TEXT>
****************************************
However, sometimes the clinical findings do not correlate with the symptoms experienced. E.g., a person with signs of hyposalivation may not complain of xerostomia. Conversely a person who reports experiencing xerostomia may not show signs of reduced salivary secretions (subjective xerostomia). In the latter scenario, there are often other oral symptoms suggestive of oral dysesthesia ("burning mouth syndrome"). Some symptoms outside the mouth may occur together with xerostomia.
These include:
- Xerophthalmia (dry eyes).
- Inability to cry.
- Blurred vision.
- Photophobia (light intolerance).
- Dryness of other mucosae, e.g., nasal, laryngeal, and/or genital.
- Burning sensation.
- Itching or grittiness.
- Dysphonia (voice changes).
There may also be other systemic signs and symptoms if there is an underlying cause such as Sjögren's syndrome, for example, joint pain due to associated rheumatoid arthritis.
"Chronic nonspecific parotitis:"
****************************************
INFORMATION PROVIDED>

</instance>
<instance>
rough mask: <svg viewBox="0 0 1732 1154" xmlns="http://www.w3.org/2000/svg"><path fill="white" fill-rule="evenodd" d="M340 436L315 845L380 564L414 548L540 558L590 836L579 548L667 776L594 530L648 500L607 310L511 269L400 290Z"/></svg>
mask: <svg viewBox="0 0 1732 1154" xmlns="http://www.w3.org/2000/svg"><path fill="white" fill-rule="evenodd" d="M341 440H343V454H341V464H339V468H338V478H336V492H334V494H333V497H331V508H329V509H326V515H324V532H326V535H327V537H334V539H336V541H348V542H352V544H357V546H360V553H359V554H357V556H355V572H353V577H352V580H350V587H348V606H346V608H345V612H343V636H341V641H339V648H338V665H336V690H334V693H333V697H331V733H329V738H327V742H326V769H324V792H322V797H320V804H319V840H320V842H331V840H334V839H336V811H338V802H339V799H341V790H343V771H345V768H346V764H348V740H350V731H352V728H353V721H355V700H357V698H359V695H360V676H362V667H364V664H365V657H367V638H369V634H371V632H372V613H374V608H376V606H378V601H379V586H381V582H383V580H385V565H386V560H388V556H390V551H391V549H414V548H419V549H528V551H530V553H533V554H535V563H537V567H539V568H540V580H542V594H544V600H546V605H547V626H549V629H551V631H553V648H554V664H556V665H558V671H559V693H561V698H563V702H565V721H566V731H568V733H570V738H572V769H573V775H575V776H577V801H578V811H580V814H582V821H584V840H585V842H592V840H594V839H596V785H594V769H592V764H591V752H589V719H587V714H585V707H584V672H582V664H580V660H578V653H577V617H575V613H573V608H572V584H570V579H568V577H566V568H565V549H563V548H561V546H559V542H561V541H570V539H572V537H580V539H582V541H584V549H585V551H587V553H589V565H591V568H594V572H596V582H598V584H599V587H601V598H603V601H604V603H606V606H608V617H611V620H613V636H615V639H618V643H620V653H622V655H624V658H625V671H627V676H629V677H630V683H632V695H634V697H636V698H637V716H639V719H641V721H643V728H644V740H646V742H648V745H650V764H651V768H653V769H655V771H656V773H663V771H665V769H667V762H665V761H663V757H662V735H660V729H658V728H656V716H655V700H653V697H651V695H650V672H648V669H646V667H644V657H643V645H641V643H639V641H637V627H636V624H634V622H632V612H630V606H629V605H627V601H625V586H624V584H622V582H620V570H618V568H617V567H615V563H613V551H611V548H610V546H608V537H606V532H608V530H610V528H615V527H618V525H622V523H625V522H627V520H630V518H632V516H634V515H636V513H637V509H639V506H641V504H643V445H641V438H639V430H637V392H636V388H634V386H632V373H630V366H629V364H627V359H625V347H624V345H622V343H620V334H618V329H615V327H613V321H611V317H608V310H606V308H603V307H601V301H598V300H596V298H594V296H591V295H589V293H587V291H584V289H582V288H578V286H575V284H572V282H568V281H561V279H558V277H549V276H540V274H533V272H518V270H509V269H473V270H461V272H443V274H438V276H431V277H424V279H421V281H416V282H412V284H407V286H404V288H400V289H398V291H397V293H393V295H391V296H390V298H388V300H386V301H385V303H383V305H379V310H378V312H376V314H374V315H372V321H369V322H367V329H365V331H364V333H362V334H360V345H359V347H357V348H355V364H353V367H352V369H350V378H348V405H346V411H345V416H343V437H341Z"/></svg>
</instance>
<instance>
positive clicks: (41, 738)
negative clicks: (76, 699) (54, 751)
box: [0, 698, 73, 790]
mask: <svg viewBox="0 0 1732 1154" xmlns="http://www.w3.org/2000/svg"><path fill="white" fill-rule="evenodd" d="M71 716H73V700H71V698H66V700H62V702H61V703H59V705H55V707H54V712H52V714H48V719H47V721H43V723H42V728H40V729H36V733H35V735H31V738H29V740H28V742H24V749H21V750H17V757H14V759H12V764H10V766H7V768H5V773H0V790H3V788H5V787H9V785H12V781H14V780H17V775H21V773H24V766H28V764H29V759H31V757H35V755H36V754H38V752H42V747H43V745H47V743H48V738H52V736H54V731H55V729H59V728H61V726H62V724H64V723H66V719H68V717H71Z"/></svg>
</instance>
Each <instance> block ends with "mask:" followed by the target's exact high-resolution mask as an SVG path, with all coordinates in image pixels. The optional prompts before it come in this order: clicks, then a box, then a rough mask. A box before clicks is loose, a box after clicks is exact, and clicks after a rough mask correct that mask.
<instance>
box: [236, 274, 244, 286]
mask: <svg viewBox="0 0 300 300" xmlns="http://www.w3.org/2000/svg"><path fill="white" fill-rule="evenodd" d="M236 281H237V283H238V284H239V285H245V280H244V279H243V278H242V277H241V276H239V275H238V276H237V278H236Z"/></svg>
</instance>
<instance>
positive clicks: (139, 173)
****************************************
Answer the following from the xerostomia text above:
(a) What is the term for experiencing xerostomia without signs of reduced salivary secretions?
(b) What does the text give as the meaning of photophobia?
(c) What systemic symptom is given as an example when Sjögren's syndrome is the underlying cause?

EXERCISE ANSWER>
(a) Subjective xerostomia.
(b) Light intolerance.
(c) Joint pain due to associated rheumatoid arthritis.